>> start RECORDS SUPPLIED
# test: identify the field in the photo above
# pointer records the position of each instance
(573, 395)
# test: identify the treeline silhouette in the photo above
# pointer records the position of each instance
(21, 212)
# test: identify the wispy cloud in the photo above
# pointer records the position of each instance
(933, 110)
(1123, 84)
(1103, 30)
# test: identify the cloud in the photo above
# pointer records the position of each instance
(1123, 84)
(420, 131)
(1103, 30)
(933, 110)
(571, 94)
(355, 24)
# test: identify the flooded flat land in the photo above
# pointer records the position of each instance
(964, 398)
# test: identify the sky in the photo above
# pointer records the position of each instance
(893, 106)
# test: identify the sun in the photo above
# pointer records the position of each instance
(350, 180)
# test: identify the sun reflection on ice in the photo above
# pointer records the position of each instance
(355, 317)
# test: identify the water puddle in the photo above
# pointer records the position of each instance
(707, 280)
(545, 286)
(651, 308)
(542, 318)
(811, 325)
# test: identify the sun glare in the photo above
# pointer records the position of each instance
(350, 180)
>> end RECORDS SUPPLIED
>> start RECORDS SUPPLIED
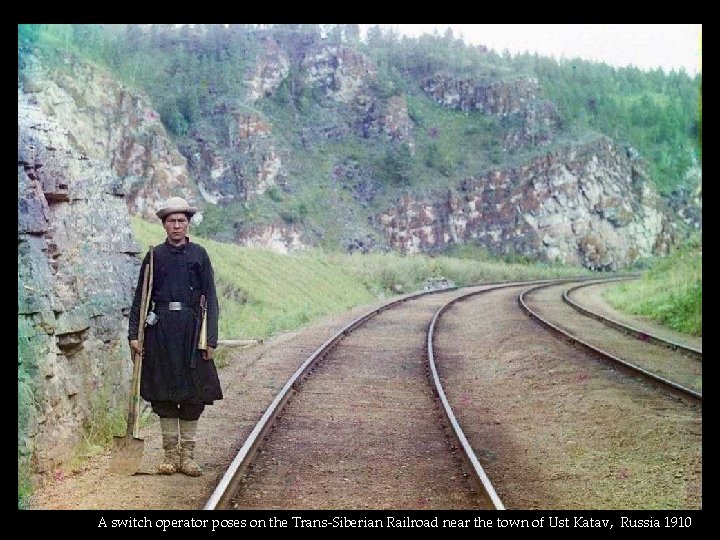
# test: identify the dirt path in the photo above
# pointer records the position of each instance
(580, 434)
>> end RECORDS SUPPLIED
>> start RECORDS SUPPLIED
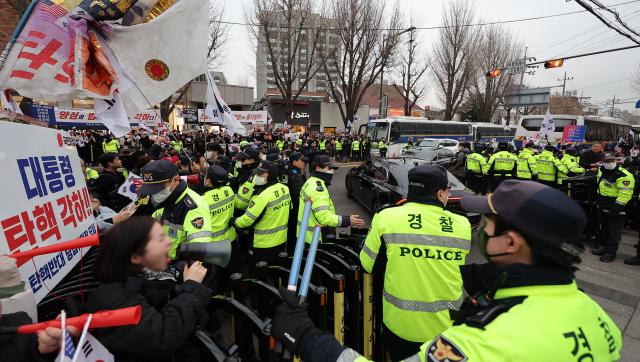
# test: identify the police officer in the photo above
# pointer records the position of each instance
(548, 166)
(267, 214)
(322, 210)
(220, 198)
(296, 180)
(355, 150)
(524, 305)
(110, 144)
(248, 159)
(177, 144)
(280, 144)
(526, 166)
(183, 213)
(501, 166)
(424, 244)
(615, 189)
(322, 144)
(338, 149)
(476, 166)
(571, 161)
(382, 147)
>> end RECORDS SUPPLIED
> _AIM OF THE EXERCISE_:
Please pick out every line in the entries that contains the string "above" and copy each such line in full.

> _EXPECTED ANSWER_:
# test: identify the field in the photo above
# test: identify the treeline silhouette in the photo above
# test: identify the wispy cloud in the photo above
# test: identify the cloud in the photo above
# test: identify the flooded flat land in the photo above
# test: identify the sky in the photo above
# test: identify the sun in the photo above
# test: identify the sun reflection on ice in the photo above
# test: identify the water puddle in the photo above
# test: identify the sun glare in the photo above
# test: identify the dirt path in the photo above
# test: identify the police officer in the photo above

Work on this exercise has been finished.